▶ _Problem to solve_
Please reproduce the lines below, starting at the line that contains "Annotation guideline: for every instance of the mountain" and ending at the line that contains "Target: mountain range", with both of those lines included. Omit any pictures from your answer.

▶ _Items_
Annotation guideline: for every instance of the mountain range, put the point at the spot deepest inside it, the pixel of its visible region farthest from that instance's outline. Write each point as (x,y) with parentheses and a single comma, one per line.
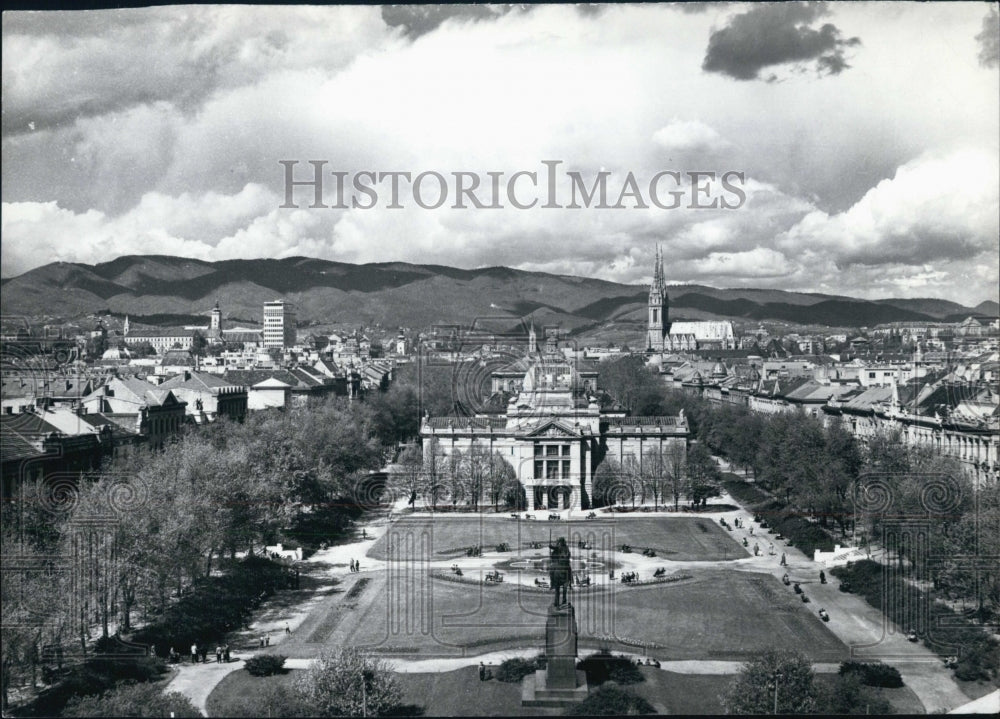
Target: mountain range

==

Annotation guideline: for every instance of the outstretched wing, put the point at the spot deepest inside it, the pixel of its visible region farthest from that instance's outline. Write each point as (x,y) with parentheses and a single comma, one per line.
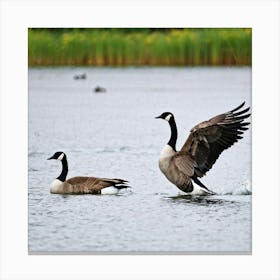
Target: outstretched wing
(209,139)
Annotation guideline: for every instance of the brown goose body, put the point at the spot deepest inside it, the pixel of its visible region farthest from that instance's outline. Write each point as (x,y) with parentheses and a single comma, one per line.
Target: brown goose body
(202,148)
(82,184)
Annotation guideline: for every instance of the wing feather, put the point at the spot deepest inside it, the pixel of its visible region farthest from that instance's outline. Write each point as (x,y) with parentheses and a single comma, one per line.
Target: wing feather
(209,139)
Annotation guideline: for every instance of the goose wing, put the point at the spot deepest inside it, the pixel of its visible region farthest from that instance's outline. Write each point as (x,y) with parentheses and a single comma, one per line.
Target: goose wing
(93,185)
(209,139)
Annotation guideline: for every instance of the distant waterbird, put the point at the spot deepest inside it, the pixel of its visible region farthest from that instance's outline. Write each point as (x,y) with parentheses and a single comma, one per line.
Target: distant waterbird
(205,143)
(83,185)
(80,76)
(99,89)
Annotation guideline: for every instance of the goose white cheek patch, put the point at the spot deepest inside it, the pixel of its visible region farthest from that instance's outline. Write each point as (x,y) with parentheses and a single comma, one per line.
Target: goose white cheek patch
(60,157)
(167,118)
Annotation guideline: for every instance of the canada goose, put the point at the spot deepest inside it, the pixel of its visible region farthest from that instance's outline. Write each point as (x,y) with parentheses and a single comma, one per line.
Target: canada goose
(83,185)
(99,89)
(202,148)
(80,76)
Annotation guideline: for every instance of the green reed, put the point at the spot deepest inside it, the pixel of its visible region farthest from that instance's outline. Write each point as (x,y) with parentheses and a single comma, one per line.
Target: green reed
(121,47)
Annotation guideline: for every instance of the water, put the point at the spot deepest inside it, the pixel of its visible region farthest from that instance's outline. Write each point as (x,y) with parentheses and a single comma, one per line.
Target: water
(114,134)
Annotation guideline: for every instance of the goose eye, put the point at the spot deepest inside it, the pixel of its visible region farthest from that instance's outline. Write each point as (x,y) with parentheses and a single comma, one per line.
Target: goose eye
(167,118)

...

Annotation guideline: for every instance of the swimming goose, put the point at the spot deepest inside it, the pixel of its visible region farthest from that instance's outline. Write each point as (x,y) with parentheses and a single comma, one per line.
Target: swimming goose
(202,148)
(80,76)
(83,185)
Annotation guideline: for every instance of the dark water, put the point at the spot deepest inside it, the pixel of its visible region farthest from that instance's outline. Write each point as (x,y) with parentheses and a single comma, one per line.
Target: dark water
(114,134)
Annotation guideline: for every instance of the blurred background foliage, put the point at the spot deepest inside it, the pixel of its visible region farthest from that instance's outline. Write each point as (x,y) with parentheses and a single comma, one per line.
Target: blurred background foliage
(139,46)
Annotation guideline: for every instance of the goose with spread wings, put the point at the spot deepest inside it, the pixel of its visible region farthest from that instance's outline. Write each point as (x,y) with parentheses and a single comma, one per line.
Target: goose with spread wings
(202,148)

▶ _The answer_
Annotation guideline: for every instance of the mountain range, put the point at the spot deepest inside it, the pixel of its visible region farthest from that instance's outline. Write each point as (x,y) with parentheses and a single comma, one per line.
Target: mountain range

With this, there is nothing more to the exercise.